Civil activists are increasingly concerned over the fate of two Kurdish political prisoners in Iran. Zeynab Jalalian continues to face intense pressure to provide televised confessions, while Warisheh Moradi’s condition has remained unknown for the past two months.
Zeynab Jalalian, the only woman Kurdish political prisoner in Iran serving a life sentence, is being denied medical treatment due to her refusal to make a televised confession, according to the Kurdistan Human Rights Network (KHRN). She suffers from heart and eye diseases, gastrointestinal issues, and severe pain in her right side, exacerberated by dire prison conditions and the lack of access to healthcare.
Jalalian spent the last two weeks in Yazd prison hospital but was returned without specialised examinations or treatment, and a request for a transfer to a medical centre outside the prison has been denied by intelligence service officials.
Over the last 17 years, Jalalian has been transferred to more than five prisons across different Iranian cities.
Meanwhile, Warisheh Moradi, a member of the East Kurdistan Free Women Society (KJAR), another Kurdish political prisoner who has been in Tehran’s Evin Prison for almost a year, was again transferred to the solitary cell under orders of the notorious Judge Abolqasem Salavati, severing communication with her family entirely for the past two months.

INFORMATION GIVEN
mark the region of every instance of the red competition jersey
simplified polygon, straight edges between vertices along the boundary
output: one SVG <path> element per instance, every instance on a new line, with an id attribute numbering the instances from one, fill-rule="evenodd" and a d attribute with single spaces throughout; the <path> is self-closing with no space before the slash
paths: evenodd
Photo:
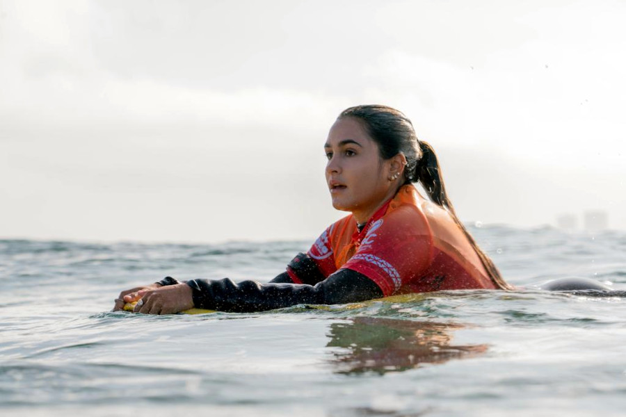
<path id="1" fill-rule="evenodd" d="M 351 269 L 376 282 L 385 297 L 497 288 L 451 215 L 410 184 L 360 232 L 351 214 L 328 227 L 307 254 L 324 277 Z"/>

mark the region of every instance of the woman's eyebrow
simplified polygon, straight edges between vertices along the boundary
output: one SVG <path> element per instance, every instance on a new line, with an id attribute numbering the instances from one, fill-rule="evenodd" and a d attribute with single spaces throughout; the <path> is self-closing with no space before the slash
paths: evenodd
<path id="1" fill-rule="evenodd" d="M 360 146 L 360 147 L 363 147 L 363 145 L 361 145 L 360 143 L 359 143 L 358 142 L 357 142 L 357 141 L 355 140 L 354 139 L 344 139 L 343 140 L 342 140 L 341 142 L 339 142 L 337 144 L 337 146 L 340 146 L 340 147 L 341 147 L 341 146 L 344 146 L 344 145 L 348 145 L 348 143 L 353 143 L 353 144 L 355 144 L 355 145 L 356 145 Z M 324 147 L 326 148 L 326 147 L 332 147 L 330 146 L 330 144 L 328 143 L 328 142 L 327 142 L 326 143 L 324 144 Z"/>

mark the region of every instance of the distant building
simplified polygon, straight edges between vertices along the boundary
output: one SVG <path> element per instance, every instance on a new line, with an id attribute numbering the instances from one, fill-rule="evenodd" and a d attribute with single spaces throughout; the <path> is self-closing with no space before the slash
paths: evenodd
<path id="1" fill-rule="evenodd" d="M 573 214 L 562 214 L 556 218 L 556 227 L 565 231 L 574 231 L 578 228 L 578 222 Z"/>
<path id="2" fill-rule="evenodd" d="M 585 230 L 587 231 L 600 231 L 609 229 L 609 215 L 606 211 L 586 211 L 584 220 Z"/>

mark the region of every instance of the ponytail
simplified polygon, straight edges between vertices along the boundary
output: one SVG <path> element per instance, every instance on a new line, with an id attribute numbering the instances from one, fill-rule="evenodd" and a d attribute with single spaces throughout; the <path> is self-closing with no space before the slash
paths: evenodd
<path id="1" fill-rule="evenodd" d="M 465 234 L 496 287 L 503 290 L 513 289 L 504 281 L 493 262 L 481 250 L 456 217 L 452 203 L 446 194 L 435 151 L 428 143 L 418 140 L 408 117 L 395 108 L 378 104 L 346 108 L 339 116 L 339 119 L 344 117 L 355 117 L 362 124 L 365 131 L 378 145 L 383 159 L 390 159 L 399 153 L 405 156 L 405 183 L 421 182 L 431 200 L 447 210 Z"/>
<path id="2" fill-rule="evenodd" d="M 441 168 L 439 167 L 439 162 L 437 161 L 437 156 L 435 154 L 433 147 L 426 142 L 420 141 L 419 149 L 422 151 L 422 157 L 417 161 L 414 174 L 410 176 L 411 180 L 415 182 L 422 183 L 422 187 L 431 200 L 450 213 L 454 222 L 465 234 L 465 236 L 470 240 L 470 244 L 472 245 L 472 247 L 476 251 L 483 266 L 485 267 L 485 270 L 494 284 L 497 288 L 503 290 L 513 289 L 511 285 L 508 284 L 502 279 L 498 268 L 496 268 L 489 256 L 481 250 L 474 238 L 467 232 L 465 227 L 456 217 L 452 203 L 446 193 L 446 187 L 444 185 Z"/>

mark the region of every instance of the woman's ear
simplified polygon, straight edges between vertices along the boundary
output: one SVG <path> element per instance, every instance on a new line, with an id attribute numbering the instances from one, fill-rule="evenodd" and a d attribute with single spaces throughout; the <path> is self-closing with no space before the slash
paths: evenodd
<path id="1" fill-rule="evenodd" d="M 391 158 L 389 167 L 390 176 L 393 177 L 397 174 L 401 177 L 404 173 L 404 167 L 406 166 L 406 157 L 404 154 L 398 154 Z"/>

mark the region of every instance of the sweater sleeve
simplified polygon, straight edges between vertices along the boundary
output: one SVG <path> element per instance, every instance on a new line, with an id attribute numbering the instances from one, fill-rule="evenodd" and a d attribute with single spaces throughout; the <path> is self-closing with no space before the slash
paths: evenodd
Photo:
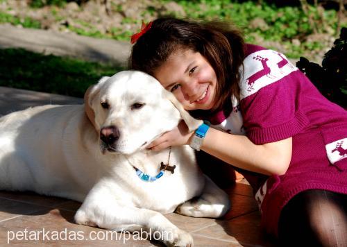
<path id="1" fill-rule="evenodd" d="M 241 111 L 248 138 L 256 144 L 277 142 L 303 130 L 308 119 L 301 110 L 301 77 L 283 54 L 255 52 L 244 62 Z"/>

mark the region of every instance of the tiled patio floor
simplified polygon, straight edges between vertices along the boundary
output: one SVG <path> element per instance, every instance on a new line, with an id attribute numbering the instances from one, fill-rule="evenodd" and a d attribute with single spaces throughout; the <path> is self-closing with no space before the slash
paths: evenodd
<path id="1" fill-rule="evenodd" d="M 81 99 L 0 87 L 0 116 L 29 106 L 82 102 Z M 165 216 L 178 228 L 190 232 L 196 246 L 275 246 L 273 241 L 261 230 L 260 216 L 251 187 L 237 182 L 226 191 L 230 195 L 232 208 L 223 219 L 191 218 L 177 214 Z M 74 214 L 80 205 L 32 193 L 0 191 L 0 246 L 8 246 L 8 243 L 19 246 L 162 246 L 158 241 L 138 240 L 128 234 L 118 235 L 117 239 L 113 235 L 113 239 L 105 240 L 105 230 L 74 223 Z M 47 231 L 49 234 L 44 236 Z M 96 238 L 98 240 L 94 239 Z"/>

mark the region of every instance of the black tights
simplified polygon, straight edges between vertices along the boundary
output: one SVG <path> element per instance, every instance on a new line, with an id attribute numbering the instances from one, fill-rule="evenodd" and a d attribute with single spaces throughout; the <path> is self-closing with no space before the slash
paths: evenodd
<path id="1" fill-rule="evenodd" d="M 347 246 L 347 195 L 310 189 L 282 211 L 281 246 Z"/>

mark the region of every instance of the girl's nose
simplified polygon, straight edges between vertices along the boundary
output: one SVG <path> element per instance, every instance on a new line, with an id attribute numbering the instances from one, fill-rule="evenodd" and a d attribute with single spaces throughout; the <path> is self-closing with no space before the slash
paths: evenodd
<path id="1" fill-rule="evenodd" d="M 190 97 L 197 94 L 198 83 L 196 80 L 190 79 L 182 85 L 182 91 L 186 97 Z"/>

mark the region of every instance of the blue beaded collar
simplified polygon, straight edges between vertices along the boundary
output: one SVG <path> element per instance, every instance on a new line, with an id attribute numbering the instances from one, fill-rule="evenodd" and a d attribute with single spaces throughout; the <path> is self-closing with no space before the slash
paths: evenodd
<path id="1" fill-rule="evenodd" d="M 133 167 L 134 167 L 135 170 L 136 171 L 136 175 L 137 175 L 137 176 L 144 181 L 154 182 L 157 179 L 160 178 L 164 175 L 164 172 L 165 171 L 171 171 L 171 173 L 174 173 L 174 172 L 175 171 L 176 165 L 170 166 L 169 163 L 169 162 L 170 161 L 171 153 L 171 147 L 170 146 L 170 149 L 169 151 L 169 158 L 167 160 L 167 164 L 164 164 L 164 162 L 162 162 L 160 163 L 160 168 L 159 169 L 160 171 L 154 177 L 152 177 L 151 176 L 144 173 L 142 171 L 139 170 L 137 168 L 133 166 Z"/>

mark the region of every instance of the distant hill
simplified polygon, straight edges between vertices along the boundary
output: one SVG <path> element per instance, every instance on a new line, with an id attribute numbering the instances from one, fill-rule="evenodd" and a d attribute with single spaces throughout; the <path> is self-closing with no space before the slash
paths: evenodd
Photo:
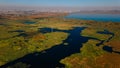
<path id="1" fill-rule="evenodd" d="M 91 10 L 91 11 L 84 10 L 84 11 L 79 11 L 74 13 L 120 14 L 120 10 Z"/>

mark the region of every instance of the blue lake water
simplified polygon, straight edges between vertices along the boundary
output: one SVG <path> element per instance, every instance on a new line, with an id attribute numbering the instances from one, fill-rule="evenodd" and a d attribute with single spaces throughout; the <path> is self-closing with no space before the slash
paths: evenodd
<path id="1" fill-rule="evenodd" d="M 82 19 L 82 20 L 94 20 L 94 21 L 111 21 L 120 22 L 120 14 L 82 14 L 74 13 L 65 16 L 65 18 Z"/>

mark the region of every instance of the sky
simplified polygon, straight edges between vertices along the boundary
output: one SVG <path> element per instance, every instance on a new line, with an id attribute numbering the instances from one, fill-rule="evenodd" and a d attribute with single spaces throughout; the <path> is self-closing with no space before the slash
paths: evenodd
<path id="1" fill-rule="evenodd" d="M 120 0 L 0 0 L 0 6 L 120 7 Z"/>

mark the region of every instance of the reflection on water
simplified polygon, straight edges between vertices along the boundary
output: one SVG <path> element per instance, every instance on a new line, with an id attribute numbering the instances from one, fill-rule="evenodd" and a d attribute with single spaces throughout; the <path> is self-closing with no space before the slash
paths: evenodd
<path id="1" fill-rule="evenodd" d="M 28 54 L 22 58 L 3 65 L 1 68 L 6 68 L 19 62 L 31 65 L 30 68 L 64 68 L 65 66 L 60 63 L 61 59 L 64 59 L 65 57 L 75 53 L 80 53 L 80 48 L 82 47 L 82 44 L 86 43 L 89 39 L 98 40 L 96 38 L 81 36 L 80 33 L 84 29 L 85 27 L 75 27 L 73 30 L 40 28 L 38 31 L 42 33 L 59 31 L 69 33 L 69 36 L 66 40 L 63 41 L 63 43 L 59 45 L 53 46 L 52 48 L 41 52 Z M 64 45 L 64 43 L 68 43 L 68 45 Z M 101 44 L 103 44 L 103 42 L 99 43 L 99 45 Z M 109 52 L 113 52 L 111 47 L 104 46 L 103 49 Z"/>

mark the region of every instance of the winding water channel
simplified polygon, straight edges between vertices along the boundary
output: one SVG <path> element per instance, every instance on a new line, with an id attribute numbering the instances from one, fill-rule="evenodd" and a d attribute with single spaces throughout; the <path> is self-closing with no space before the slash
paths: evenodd
<path id="1" fill-rule="evenodd" d="M 53 46 L 52 48 L 42 52 L 28 54 L 22 58 L 19 58 L 15 61 L 7 63 L 6 65 L 3 65 L 1 68 L 12 66 L 18 62 L 30 64 L 30 68 L 64 68 L 64 64 L 59 63 L 61 59 L 64 59 L 65 57 L 68 57 L 75 53 L 80 53 L 80 48 L 82 47 L 82 44 L 86 43 L 89 39 L 98 40 L 96 38 L 81 36 L 80 33 L 84 29 L 85 27 L 75 27 L 72 30 L 41 28 L 40 32 L 43 33 L 47 33 L 52 30 L 53 32 L 60 31 L 69 33 L 69 36 L 66 40 L 63 41 L 62 44 Z M 64 45 L 64 43 L 68 43 L 68 45 Z M 103 42 L 101 42 L 100 44 L 103 44 Z"/>

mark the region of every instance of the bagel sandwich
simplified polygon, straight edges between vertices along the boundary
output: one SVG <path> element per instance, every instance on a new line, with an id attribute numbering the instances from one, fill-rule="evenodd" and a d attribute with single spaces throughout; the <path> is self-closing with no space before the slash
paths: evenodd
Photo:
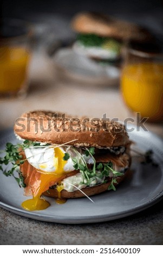
<path id="1" fill-rule="evenodd" d="M 118 60 L 124 42 L 152 38 L 148 31 L 137 25 L 98 13 L 77 14 L 71 27 L 77 34 L 74 51 L 102 62 Z"/>
<path id="2" fill-rule="evenodd" d="M 48 207 L 44 196 L 61 204 L 115 190 L 127 176 L 131 142 L 121 123 L 37 111 L 16 119 L 14 131 L 27 210 Z"/>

PROBLEMS TO SOLVE
• A. Summarize the report on the two Kurdish political prisoners in two sentences.
• B. Revise the report on the two Kurdish political prisoners by rewriting everything from "Jalalian spent the" down to "intelligence service officials.", with "intelligence service officials" replaced by "prison authorities".

YOUR WRITTEN ANSWERS
• A. Zeynab Jalalian, the only woman Kurdish political prisoner in Iran serving a life sentence, is being denied treatment for several serious illnesses because she refuses to make a televised confession, and officials have rejected her request for transfer to a medical center outside the prison. Warisheh Moradi, another Kurdish political prisoner held in Evin Prison, was again moved to a solitary cell on the orders of Judge Abolqasem Salavati, cutting off all communication with her family for the past two months.

• B.
Jalalian spent the last two weeks in Yazd prison hospital but was returned without specialised examinations or treatment, and a request for a transfer to a medical centre outside the prison has been denied by prison authorities.